[[ TEXT SECTION, beginning ]]

Teichlab / celltypist

A tool for semi-automatic cell type classification
https://www.celltypist.org/
MIT License
278 stars 44 forks source link

0 features used for prediction #15

Closed bbimber closed 2 years ago

bbimber commented 2 years ago

We are running celltypist and ran into a fringe case. I think the error is somewhere upstream in our data preparation, but running celltypist gives this:

⏳ Loading data 🔬 Input data has 2700 cells and 13714 genes 🔗 Matching reference genes in the model 🧬 0 features used for prediction ⚖️ Scaling input data

and then it dies with the stacktrace below. Obviously if no features match, celltypist cant run. I'm reporting this since it might be nice if the celltypist code that finds matching features would die more immediately and in a more informative way if zero features match (or perhaps fewer than some configurable threshold).

I'm confused about this particular case since the failure is from our automated tests, and the input data is the pbmc3k dataset from Seurat, downloaded using the SeuratData R package. This test runs fine on R/release, but not R/develop. In any event, i dont think the failure itself is celltypist's issue.

Traceback (most recent call last):
  File "/home/runner/.local/bin/celltypist", line 8, in <module>
    sys.exit(main())
  File "/home/runner/.local/lib/python3.8/site-packages/click/core.py", line 1128, in __call__
    return self.main(*args, **kwargs)

[[ TEXT SECTION, end ]]

PROBLEM SET
A: According to the celltypist issue, what dataset was used as input in the failing automated tests?
B: Resume the celltypist issue thread from its last line.
The material is not needed for either task.

[[ RAW DATA, beginning ]]

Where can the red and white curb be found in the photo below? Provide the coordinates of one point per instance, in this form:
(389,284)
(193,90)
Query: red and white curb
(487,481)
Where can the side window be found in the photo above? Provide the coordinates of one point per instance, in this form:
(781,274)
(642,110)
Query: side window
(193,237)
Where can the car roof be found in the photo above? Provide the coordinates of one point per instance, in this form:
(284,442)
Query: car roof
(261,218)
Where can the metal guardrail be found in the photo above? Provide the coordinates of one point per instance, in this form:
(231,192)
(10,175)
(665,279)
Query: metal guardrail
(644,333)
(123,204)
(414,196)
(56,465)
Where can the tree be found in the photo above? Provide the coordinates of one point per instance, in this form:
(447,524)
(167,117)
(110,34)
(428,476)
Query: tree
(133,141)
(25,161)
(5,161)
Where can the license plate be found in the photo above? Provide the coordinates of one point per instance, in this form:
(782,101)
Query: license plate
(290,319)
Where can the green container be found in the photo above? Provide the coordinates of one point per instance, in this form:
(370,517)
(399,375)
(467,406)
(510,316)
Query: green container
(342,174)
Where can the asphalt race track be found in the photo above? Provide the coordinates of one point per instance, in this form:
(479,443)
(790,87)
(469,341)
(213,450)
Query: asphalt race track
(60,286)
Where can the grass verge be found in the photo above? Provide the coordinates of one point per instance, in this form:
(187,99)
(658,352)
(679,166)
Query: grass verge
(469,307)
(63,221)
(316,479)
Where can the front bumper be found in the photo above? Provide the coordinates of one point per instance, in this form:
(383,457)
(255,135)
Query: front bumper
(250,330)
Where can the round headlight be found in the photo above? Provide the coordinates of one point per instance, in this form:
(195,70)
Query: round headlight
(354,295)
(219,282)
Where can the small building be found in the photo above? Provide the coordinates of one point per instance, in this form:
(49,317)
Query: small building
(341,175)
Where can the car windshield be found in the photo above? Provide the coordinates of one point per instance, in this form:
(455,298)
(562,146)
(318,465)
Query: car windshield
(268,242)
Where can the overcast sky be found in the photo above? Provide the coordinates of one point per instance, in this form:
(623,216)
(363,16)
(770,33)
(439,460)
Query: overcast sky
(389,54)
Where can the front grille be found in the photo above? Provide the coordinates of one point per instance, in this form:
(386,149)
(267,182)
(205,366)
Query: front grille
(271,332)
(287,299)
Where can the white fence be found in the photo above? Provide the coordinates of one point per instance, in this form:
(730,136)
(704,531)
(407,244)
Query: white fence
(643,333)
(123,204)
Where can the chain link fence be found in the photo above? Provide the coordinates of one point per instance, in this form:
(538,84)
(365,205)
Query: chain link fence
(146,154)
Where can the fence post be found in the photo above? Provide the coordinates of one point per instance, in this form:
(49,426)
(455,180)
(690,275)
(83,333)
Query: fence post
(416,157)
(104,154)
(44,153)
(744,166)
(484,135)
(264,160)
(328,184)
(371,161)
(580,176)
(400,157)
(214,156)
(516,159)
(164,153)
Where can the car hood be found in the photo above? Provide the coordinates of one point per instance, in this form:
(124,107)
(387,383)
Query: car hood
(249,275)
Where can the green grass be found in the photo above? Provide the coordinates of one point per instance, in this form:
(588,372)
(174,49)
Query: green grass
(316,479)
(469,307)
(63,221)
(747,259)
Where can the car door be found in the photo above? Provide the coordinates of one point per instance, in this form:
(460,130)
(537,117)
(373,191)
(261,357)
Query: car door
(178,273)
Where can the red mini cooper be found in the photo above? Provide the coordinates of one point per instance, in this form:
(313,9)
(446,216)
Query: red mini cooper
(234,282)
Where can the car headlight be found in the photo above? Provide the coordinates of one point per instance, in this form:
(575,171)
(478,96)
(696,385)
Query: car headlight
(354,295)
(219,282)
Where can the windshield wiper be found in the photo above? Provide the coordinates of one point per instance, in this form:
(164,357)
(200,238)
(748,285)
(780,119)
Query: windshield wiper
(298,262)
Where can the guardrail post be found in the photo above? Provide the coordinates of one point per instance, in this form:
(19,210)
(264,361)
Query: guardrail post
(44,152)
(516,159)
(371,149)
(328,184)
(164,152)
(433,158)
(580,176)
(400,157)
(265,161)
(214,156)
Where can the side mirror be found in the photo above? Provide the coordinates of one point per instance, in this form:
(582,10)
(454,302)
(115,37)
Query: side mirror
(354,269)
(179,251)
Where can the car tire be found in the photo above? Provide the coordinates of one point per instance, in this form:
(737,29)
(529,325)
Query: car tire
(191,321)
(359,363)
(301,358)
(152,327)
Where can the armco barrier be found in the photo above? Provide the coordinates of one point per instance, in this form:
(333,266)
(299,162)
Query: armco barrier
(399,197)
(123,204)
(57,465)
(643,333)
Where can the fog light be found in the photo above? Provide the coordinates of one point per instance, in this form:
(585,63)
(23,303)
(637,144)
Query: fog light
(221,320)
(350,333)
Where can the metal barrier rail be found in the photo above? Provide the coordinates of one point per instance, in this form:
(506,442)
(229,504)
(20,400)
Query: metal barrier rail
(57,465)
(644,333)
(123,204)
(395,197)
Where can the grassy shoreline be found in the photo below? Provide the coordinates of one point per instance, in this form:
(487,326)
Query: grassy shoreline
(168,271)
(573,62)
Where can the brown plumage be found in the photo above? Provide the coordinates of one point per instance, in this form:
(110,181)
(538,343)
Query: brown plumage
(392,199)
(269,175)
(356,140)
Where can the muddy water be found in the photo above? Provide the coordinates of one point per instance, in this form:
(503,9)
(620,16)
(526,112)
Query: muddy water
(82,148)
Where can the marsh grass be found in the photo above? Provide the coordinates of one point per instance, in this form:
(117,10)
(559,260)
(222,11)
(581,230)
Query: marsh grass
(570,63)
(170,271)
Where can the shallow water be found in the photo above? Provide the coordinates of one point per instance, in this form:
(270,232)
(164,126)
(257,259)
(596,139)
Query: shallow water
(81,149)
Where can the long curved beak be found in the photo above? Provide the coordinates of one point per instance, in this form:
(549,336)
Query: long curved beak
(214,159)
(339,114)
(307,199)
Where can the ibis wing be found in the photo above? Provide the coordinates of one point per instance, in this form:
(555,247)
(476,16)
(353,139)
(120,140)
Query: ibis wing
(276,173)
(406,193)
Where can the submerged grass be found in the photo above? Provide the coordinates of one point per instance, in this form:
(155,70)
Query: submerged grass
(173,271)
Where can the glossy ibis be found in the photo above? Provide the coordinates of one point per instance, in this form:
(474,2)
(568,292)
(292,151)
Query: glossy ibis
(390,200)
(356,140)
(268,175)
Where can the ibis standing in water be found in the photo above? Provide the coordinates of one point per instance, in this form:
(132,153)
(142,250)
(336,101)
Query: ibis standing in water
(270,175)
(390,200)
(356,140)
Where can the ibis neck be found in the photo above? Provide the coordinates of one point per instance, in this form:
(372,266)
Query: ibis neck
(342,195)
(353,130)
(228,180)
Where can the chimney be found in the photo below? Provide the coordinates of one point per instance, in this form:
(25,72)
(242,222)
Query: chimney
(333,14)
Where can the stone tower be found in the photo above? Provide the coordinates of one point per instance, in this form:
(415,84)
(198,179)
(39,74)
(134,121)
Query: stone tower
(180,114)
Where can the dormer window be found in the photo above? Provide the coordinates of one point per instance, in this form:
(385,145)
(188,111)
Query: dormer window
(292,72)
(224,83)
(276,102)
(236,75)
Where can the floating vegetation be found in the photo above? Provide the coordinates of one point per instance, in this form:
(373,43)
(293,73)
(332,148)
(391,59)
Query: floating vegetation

[[ RAW DATA, end ]]

ANSWERS TO THE PROBLEMS
A: The pbmc3k dataset from Seurat, downloaded using the SeuratData R package.

B:
  File "/home/runner/.local/lib/python3.8/site-packages/click/core.py", line 1053, in main
    rv = self.invoke(ctx)
  File "/home/runner/.local/lib/python3.8/site-packages/click/core.py", line 1395, in invoke
    return ctx.invoke(self.callback, **ctx.params)
  File "/home/runner/.local/lib/python3.8/site-packages/click/core.py", line 754, in invoke
    return __callback(*args, **kwargs)
  File "/home/runner/.local/lib/python3.8/site-packages/celltypist/command_line.py", line 109, in main
    result = annotate(
  File "/home/runner/.local/lib/python3.8/site-packages/celltypist/annotate.py", line 81, in annotate
    predictions = clf.celltype(mode = mode, p_thres = p_thres)
  File "/home/runner/.local/lib/python3.8/site-packages/celltypist/classifier.py", line 351, in celltype
    decision_mat, prob_mat, lab = self.model.predict_labels_and_prob(self.indata, mode = mode, p_thres = p_thres)
  File "/home/runner/.local/lib/python3.8/site-packages/celltypist/models.py", line 120, in predict_labels_and_prob
    scores = self.classifier.decision_function(indata)
  File "/home/runner/.local/lib/python3.8/site-packages/sklearn/linear_model/_base.py", line 407, in decision_function
    X = self._validate_data(X, accept_sparse="csr", reset=False)
  File "/home/runner/.local/lib/python3.8/site-packages/sklearn/base.py", line 566, in _validate_data
    X = check_array(X, **check_params)
  File "/home/runner/.local/lib/python3.8/site-packages/sklearn/utils/validation.py", line 814, in check_array
    raise ValueError(
ValueError: Found array with 0 feature(s) (shape=(2700, 0)) while a minimum of 1 is required.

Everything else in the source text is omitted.